[WHAT IS BEING ASKED] Lay out the listing below as a two-column CSV with the headers instruction and boxes, giving each objective one row with its instruction text and its answer. Put each value in a single quoted field and replace every line break with a space.

[DATA LISTING]

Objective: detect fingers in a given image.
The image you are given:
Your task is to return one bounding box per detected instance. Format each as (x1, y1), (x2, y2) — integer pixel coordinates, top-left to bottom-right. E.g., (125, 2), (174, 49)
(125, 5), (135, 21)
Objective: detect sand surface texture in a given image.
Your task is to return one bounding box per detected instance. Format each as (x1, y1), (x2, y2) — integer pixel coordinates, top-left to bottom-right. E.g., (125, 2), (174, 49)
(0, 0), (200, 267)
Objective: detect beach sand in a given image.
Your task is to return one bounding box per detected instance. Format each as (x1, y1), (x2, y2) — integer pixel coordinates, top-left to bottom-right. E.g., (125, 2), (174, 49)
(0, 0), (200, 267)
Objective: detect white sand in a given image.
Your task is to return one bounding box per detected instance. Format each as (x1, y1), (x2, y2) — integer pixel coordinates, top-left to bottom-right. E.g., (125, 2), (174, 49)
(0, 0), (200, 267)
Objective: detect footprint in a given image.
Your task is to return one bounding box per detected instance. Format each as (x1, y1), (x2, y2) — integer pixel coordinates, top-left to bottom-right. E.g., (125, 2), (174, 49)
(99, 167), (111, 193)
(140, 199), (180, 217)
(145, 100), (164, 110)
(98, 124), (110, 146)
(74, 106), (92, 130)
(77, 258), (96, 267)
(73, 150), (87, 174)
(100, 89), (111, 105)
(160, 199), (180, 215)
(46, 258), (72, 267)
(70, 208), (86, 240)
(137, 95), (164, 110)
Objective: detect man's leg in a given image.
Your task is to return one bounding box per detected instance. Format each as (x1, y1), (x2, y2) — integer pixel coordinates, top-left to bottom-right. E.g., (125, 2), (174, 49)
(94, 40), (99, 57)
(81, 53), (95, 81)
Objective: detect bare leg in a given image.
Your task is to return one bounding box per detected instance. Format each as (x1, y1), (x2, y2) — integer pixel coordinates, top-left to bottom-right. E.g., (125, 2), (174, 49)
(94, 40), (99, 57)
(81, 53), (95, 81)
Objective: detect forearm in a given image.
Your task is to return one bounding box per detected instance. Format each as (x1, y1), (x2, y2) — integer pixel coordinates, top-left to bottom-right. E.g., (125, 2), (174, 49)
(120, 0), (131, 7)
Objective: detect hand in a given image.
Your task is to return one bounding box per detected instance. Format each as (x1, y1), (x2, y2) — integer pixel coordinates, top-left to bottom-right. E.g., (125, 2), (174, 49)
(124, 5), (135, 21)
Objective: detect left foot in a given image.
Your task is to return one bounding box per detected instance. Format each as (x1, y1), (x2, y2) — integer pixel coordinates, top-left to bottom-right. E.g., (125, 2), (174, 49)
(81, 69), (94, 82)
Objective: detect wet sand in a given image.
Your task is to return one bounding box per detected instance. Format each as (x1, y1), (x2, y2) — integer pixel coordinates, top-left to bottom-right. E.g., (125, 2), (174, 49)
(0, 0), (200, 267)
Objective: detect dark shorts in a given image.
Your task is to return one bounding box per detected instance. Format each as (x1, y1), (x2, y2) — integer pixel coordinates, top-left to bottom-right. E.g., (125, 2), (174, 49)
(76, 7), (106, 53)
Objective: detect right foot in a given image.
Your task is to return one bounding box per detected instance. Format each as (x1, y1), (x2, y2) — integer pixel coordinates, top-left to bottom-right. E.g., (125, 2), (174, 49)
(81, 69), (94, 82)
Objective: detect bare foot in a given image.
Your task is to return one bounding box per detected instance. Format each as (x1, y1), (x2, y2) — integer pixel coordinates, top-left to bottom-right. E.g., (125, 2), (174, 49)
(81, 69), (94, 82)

[FULL OUTPUT]
instruction,boxes
"Objective: detect fingers in a given image. The image you are given: Your task is to return one bounding box per detected instance. Format each as (x1, y1), (x2, y2) — integer pixel coordinates, top-left to bottom-right. E.g., (125, 2), (174, 49)","(125, 5), (135, 21)"
"Objective: detect sand surface texture in a given image. Your task is to return one bounding box per detected instance. Format each as (x1, y1), (x2, y2) — integer pixel coordinates, top-left to bottom-right. E.g., (125, 2), (174, 49)","(0, 0), (200, 267)"
"Objective: detect beach sand in a given image. Your task is to return one bounding box per detected instance. Format each as (x1, y1), (x2, y2) — integer pixel coordinates, top-left to bottom-right. E.g., (125, 2), (174, 49)","(0, 0), (200, 267)"
"Objective: detect white sand in a given image. Your task is to return one bounding box per detected instance. Format each as (x1, y1), (x2, y2) — integer pixel coordinates, top-left to bottom-right. E.g., (125, 2), (174, 49)","(0, 0), (200, 267)"
"Objective: detect footprint in a given image. Your task is to return one bounding box per detected instance. Format each as (x1, y1), (x2, y2) — integer pixel coordinates, top-left to bottom-right. E.g., (125, 2), (174, 49)","(99, 167), (111, 193) (140, 199), (180, 217) (145, 100), (164, 110) (98, 124), (110, 146) (74, 106), (92, 130) (77, 258), (96, 267) (73, 150), (87, 174) (100, 89), (111, 105) (160, 199), (180, 215) (46, 258), (72, 267) (70, 208), (86, 240) (137, 95), (164, 110)"
"Objective: detect man's leg in a given image. Your task is to return one bounding box per detected instance. Format each as (x1, y1), (x2, y2) — integer pixel coordinates, top-left to bottom-right. E.g., (125, 2), (174, 49)","(94, 40), (99, 57) (81, 53), (95, 81)"
"Objective: detect bare leg in a given image. Your task is to return one bounding box per detected instance. Format each as (x1, y1), (x2, y2) — integer pixel coordinates, top-left to bottom-right. E.g., (125, 2), (174, 49)","(94, 40), (99, 57) (81, 53), (95, 81)"
"Objective: detect forearm in a given image. Your task is to return one bounding box per detected instance. Format each as (x1, y1), (x2, y2) — integer pixel coordinates, top-left to bottom-right. E.g., (125, 2), (174, 49)","(120, 0), (131, 7)"
"Objective: detect hand in a given image. Your task is to return one bounding box per detected instance. Format each as (x1, y1), (x2, y2) — integer pixel coordinates, top-left to bottom-right. E.g., (125, 2), (174, 49)","(124, 5), (135, 21)"
"Objective: detect left foot in a given image. Your task is to return one bounding box per detected instance. Format each as (x1, y1), (x2, y2) — integer pixel coordinates, top-left to bottom-right. E.g., (125, 2), (174, 49)","(81, 69), (94, 82)"
"Objective: detect wet sand in a given image. Your task is to return one bounding box per detected instance. Format each as (x1, y1), (x2, y2) — integer pixel coordinates, top-left to bottom-right. E.g., (125, 2), (174, 49)","(0, 0), (200, 267)"
"Objective: detect dark shorts in a given image. Your task is to return one bounding box per detected instance. Format each as (x1, y1), (x2, y2) — integer pixel coordinates, top-left to bottom-right. E.g., (125, 2), (174, 49)","(76, 7), (106, 53)"
"Objective: detect right foot in a given image. Your task is to return one bounding box per detected instance. Format each as (x1, y1), (x2, y2) — integer pixel coordinates, top-left to bottom-right. E.g., (125, 2), (174, 49)","(81, 69), (94, 82)"
"Objective: detect bare foot in a given image. Your task is to return one bounding box per detected instance. Format each as (x1, y1), (x2, y2) — integer pixel coordinates, top-left to bottom-right. E.g., (125, 2), (174, 49)","(81, 69), (94, 82)"